## BEGIN ROWS
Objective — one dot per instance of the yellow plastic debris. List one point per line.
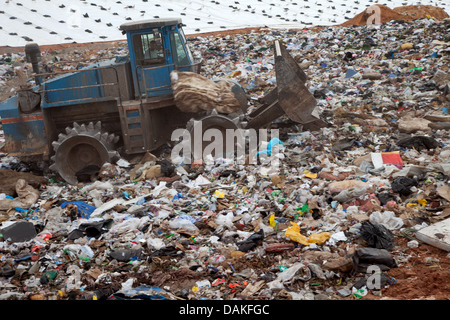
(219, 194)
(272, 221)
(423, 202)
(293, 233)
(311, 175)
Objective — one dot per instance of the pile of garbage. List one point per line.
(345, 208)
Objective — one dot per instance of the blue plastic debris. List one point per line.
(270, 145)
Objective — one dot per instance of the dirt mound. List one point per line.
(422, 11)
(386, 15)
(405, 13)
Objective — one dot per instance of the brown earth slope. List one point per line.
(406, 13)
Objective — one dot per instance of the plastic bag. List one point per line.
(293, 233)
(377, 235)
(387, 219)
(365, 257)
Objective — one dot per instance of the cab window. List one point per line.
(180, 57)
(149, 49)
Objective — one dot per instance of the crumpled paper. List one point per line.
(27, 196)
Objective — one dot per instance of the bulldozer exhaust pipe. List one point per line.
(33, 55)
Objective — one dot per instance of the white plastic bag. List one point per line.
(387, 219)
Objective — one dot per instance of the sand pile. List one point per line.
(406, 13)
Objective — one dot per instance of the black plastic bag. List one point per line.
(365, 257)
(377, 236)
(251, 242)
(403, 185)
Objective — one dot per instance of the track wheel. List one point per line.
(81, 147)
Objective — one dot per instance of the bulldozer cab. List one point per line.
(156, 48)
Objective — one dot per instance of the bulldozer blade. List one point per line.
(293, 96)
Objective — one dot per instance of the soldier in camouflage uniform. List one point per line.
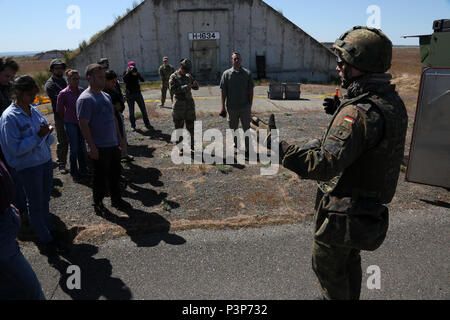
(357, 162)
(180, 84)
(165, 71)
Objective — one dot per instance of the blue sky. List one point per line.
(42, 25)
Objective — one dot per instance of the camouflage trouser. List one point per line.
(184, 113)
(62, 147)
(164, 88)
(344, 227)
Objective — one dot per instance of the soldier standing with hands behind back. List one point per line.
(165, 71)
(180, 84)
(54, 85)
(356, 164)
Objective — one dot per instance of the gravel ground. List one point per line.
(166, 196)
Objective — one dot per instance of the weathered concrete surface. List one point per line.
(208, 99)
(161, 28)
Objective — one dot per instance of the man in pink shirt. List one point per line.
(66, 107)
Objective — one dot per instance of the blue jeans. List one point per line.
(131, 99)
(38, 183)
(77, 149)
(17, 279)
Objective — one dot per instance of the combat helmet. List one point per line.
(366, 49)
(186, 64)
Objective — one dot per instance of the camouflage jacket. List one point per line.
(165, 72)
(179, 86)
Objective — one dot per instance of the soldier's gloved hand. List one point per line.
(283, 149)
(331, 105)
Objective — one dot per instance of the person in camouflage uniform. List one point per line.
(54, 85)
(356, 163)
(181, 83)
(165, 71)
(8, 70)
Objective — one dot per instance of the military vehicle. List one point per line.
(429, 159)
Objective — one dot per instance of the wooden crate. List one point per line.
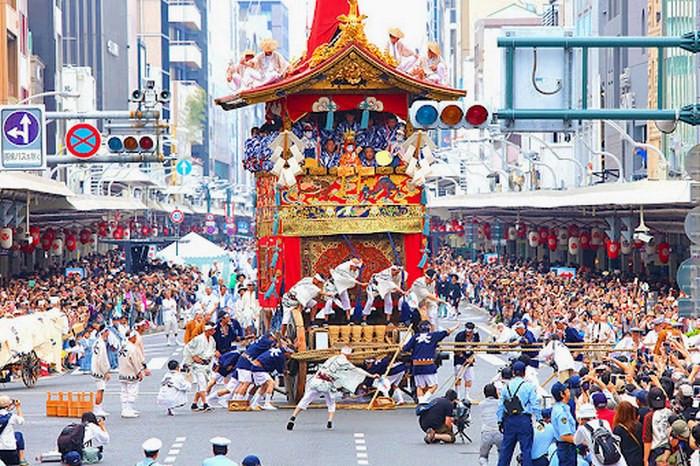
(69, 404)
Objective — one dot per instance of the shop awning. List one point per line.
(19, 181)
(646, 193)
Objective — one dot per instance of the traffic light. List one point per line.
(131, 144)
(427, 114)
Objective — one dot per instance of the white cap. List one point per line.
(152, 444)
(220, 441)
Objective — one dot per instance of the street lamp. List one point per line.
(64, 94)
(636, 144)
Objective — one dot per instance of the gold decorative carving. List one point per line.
## END ROWS
REQUIRED TASK: Copy out the rows word for word, from the line containing "Objective — one dot per instance of the wooden" through the last row, both ends included. Leave the picture out of your copy.

EXERCISE RESPONSE:
Objective — one dot per instance of the wooden crate. List one point per line.
(69, 404)
Objective — one dot per instance of the shop awning. List one point per line.
(19, 181)
(646, 193)
Objective — one dot per instance of the traffic light. List one point per line.
(131, 144)
(427, 114)
Objective — one dot per instance of the white cap. List one point per line.
(152, 444)
(220, 441)
Objective — one dot per instance of the street lamp. List one point per line.
(64, 94)
(636, 144)
Objective — one dot per instance of the gold decorative carving. List one point per line.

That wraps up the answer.